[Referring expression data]
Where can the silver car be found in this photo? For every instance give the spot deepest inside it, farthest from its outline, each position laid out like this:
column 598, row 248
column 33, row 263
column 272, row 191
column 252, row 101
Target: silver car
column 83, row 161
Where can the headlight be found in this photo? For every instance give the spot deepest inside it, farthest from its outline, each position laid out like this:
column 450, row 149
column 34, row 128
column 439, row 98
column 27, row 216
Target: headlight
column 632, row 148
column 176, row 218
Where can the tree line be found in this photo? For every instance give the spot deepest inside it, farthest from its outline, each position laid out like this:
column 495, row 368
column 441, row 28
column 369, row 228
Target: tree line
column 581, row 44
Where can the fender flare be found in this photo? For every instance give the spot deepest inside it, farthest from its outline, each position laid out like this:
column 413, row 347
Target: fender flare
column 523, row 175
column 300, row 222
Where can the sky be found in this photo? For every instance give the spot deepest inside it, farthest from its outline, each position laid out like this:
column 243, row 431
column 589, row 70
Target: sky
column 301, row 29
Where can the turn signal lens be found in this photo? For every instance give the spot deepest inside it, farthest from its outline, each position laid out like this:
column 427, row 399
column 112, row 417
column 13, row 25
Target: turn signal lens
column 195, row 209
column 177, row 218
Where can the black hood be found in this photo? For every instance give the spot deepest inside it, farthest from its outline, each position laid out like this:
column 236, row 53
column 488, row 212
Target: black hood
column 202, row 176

--

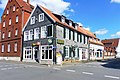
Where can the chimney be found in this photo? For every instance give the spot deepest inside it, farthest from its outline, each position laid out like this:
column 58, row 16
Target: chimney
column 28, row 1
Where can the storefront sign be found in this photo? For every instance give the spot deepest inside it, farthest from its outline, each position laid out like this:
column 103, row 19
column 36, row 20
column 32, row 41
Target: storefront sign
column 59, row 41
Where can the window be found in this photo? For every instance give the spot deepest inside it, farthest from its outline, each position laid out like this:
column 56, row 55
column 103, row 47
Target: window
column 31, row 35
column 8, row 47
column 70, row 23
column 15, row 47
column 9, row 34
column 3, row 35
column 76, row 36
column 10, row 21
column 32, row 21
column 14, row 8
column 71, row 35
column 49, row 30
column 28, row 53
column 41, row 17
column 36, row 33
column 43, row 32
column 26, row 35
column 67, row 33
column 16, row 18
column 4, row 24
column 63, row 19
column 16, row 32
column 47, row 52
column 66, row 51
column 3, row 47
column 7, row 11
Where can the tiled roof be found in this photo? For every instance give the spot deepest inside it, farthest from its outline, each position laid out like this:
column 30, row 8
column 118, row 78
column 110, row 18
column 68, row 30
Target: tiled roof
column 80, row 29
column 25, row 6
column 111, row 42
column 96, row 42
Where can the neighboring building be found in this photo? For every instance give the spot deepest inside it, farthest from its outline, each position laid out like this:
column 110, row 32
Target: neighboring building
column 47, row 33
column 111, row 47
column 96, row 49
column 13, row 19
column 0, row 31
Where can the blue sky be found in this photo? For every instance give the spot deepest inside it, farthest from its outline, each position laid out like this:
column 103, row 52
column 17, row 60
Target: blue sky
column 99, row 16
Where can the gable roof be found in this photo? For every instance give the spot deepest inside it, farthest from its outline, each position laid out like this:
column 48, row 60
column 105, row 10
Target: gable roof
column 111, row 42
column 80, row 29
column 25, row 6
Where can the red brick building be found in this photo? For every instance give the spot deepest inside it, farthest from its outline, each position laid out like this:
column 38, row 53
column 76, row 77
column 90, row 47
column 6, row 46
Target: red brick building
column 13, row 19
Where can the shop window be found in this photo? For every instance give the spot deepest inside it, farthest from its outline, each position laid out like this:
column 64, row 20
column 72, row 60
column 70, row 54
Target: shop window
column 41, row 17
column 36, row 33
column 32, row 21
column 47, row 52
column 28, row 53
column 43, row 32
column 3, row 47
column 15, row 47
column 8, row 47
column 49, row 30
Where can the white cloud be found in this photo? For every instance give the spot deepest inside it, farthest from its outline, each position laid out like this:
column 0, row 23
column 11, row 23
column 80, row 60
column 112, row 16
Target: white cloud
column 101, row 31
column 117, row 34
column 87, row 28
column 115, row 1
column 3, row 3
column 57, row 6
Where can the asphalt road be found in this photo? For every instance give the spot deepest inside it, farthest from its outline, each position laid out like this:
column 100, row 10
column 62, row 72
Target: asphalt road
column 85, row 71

PROBLEM
In the data above, start at the line that has "Where can the silver", stop after the line that has "Where can the tree", and print every line in between exactly as it stands.

ANSWER SECTION
Where can the silver car be found in this photo? For every instance give the spot deepest inside it, farthest from its outline, each position laid out like this:
column 598, row 248
column 33, row 263
column 272, row 191
column 252, row 101
Target: silver car
column 83, row 161
Where can the headlight be found in this photo? For every instance give the spot deepest inside it, farthest from its outline, each position laid out like this:
column 450, row 149
column 34, row 128
column 439, row 98
column 27, row 216
Target: headlight
column 632, row 148
column 176, row 218
Where can the tree line be found in this photo? For every instance give the spot deepest inside it, farthest from its outline, each position laid out like this:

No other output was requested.